How many lines in the items below contain the string "instance"? Case counts. Reply with the number alone.
┌─ Source material
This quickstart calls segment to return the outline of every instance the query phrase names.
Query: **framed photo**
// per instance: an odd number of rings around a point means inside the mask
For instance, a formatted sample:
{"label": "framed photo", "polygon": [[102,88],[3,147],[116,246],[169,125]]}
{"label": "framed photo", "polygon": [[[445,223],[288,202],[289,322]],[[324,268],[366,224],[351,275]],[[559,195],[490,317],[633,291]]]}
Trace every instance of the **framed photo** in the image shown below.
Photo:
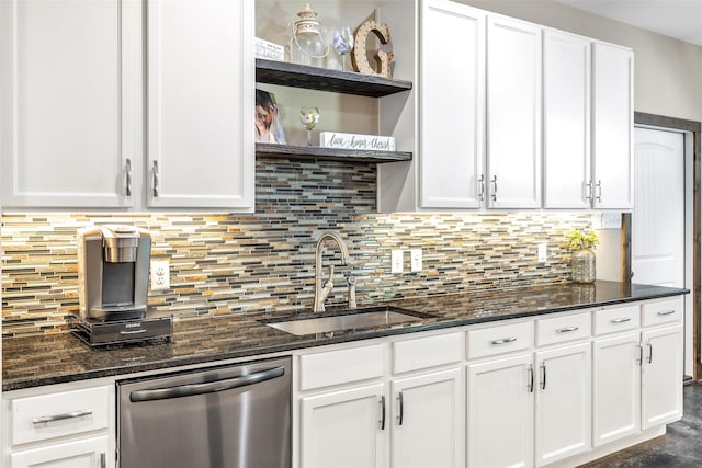
{"label": "framed photo", "polygon": [[285,130],[281,124],[275,94],[256,90],[256,141],[285,145]]}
└─
Completed task: 4